(RECORDS SUPPLIED Opens)

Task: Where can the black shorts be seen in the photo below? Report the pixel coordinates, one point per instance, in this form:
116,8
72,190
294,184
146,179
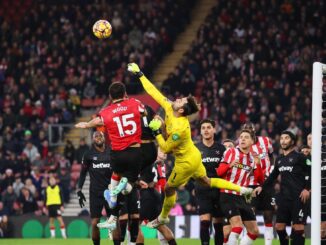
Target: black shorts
234,205
265,200
150,204
54,211
127,162
96,204
131,203
208,201
293,211
149,152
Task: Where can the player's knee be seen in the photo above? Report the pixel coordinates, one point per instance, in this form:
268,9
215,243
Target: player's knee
169,191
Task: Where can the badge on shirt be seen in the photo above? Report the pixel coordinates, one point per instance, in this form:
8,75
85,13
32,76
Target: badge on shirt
175,137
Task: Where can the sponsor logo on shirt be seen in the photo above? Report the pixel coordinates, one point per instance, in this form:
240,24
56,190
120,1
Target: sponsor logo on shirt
118,109
211,159
244,167
283,169
101,165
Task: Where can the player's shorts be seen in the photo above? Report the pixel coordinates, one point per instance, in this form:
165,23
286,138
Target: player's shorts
265,200
131,203
208,201
54,211
149,152
150,204
127,162
293,211
96,204
234,205
184,169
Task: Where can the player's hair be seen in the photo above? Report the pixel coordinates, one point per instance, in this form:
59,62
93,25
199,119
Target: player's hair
252,134
291,134
228,140
191,106
251,127
117,90
304,147
207,120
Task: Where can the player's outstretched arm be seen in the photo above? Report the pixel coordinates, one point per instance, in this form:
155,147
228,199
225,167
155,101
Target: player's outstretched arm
148,86
97,121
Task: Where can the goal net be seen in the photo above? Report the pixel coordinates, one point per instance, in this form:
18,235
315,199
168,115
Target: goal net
318,175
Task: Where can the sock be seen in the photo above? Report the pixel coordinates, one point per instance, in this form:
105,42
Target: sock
134,228
268,235
234,235
218,227
283,237
115,179
224,184
168,204
96,242
298,237
63,231
161,238
52,231
248,239
127,190
123,228
172,242
225,240
204,231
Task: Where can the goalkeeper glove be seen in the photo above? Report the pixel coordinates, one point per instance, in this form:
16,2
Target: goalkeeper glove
81,198
134,69
155,126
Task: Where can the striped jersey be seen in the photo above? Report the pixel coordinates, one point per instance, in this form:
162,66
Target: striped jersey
239,173
263,147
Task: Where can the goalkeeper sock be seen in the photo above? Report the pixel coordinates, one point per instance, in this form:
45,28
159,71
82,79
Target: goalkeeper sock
218,236
204,231
168,204
298,237
224,184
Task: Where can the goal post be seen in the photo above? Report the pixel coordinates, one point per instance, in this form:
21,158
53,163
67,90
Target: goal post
319,70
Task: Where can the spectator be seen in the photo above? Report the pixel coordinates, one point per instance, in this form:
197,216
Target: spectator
31,151
9,198
30,186
17,185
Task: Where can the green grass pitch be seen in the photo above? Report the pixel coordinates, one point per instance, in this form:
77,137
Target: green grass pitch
104,242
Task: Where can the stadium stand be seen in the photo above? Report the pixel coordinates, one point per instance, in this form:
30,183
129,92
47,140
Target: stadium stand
52,67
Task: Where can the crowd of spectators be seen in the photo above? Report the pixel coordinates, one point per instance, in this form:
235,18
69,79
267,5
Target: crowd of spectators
49,62
252,61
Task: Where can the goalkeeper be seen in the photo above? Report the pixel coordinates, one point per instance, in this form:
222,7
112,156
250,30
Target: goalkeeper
188,162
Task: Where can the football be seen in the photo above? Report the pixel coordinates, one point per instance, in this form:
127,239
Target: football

(RECORDS SUPPLIED Closes)

## ACTION ITEM
With the pictures set aside, repeat every entry above exactly.

## ANSWER BELOW
Task: Where can the black shorts be seen in the photo below? Report the pixel coordinates, one point per instance, in this form:
116,8
72,190
294,184
146,179
Target: black shorts
234,205
265,200
150,204
54,211
127,162
96,204
131,203
208,201
293,211
149,152
Task: Where can the player's knee be seen in the photo above? Report the pixel coordinates, one point per instance, in this form:
268,9
215,243
Target: player's knee
169,191
Task: Where can the badge on shirt be seen in the photo above? Report the pixel coordinates, one point per instance, in this form:
8,75
85,13
32,76
Target: badge on shirt
175,137
Task: Where can the sponsor logo on shirt be seen in the photo above? Report the pixel coordinates, one point per instance, in this form:
240,24
56,190
120,1
Target: sponsor logo on shirt
118,109
211,159
244,167
283,169
101,165
Task: Where can the player's shorts be seen in the photo above? Report the pixel coordinates, one point per instance, in this form:
165,23
286,138
Target: player's shorts
265,200
131,203
208,201
54,211
149,152
150,204
127,162
293,211
96,204
234,205
184,169
Task: Where can the player's hair be seen in the photo above? Report the pixel coordinates, one point per instance, in this form:
59,62
93,25
199,119
Target: player's hair
252,134
291,134
228,140
191,106
251,127
117,90
304,147
207,120
Task: Where can the player's outstretched arm be seen in the photo above? Report the pixel coordinates, one point per instance, in this form:
155,147
228,199
225,167
155,101
Target: player's outstretched arm
148,86
97,121
Task: Where can the goal net be seen in the photo above? Report the pixel coordinates, one point per instance, in this form:
18,235
315,199
168,115
Target: goal net
318,175
Task: Where can the sock be seen in the photo above? Report the pixel coordinates, one point per instance, in this form:
105,42
Target: sock
134,228
268,235
234,235
218,227
283,237
115,179
224,184
168,204
96,242
298,237
63,231
161,238
52,231
248,239
127,190
123,228
172,242
225,240
204,231
Task: Where can the goalkeeper glove be seen in the photo above? Report the pixel coordinates, one point per instance, in this form:
16,2
Target: goalkeeper glove
81,198
134,69
155,126
Task: Where can the striped jersey be seen in the photo above? Report the pixel coordinates, one point per instance, in this form:
162,66
Target: striped jersey
239,173
263,147
Task: Where can the goalkeeper sock be seen in the photo above? Report the pixel coordinates, one point per instance, in this form:
45,28
159,71
82,79
Target: goalkeeper sock
218,236
204,231
168,204
298,237
224,184
Task: Where can the goal post be seen in the photo above? Report the pixel coordinates, one point per instance, in this form:
21,158
53,163
67,90
Target: goal post
319,70
Task: Where can the spectator be seen in the photo above? Report the pixel coordinates, one point per instance, in this form:
197,216
Target: spectator
31,151
9,198
30,186
17,185
Task: Where can the green grass pitch be seen in the photo above? Report the pixel coordinates, one point per instance, in this form:
77,137
Target: green grass pitch
104,242
Task: Where can the stadium stand be seen in the photo above? Report the pixel coordinates, one point per instance, in this form:
30,183
129,92
47,140
Target: stadium stand
52,67
Task: Where can the crowd of spectators be seen in the photo above? Report the pixel coordinates, one point per instance, in this form:
235,18
69,79
267,5
Target: crowd of spectators
49,62
252,61
Task: Where can the goalkeeper be seen in the photo above? Report the pixel coordinates, one point per instance, in this form:
222,7
112,156
250,30
Target: goalkeeper
188,162
Task: Where can the football be seen in the photo above? Report the pixel coordinates, one point per instance, in this form:
127,239
Target: football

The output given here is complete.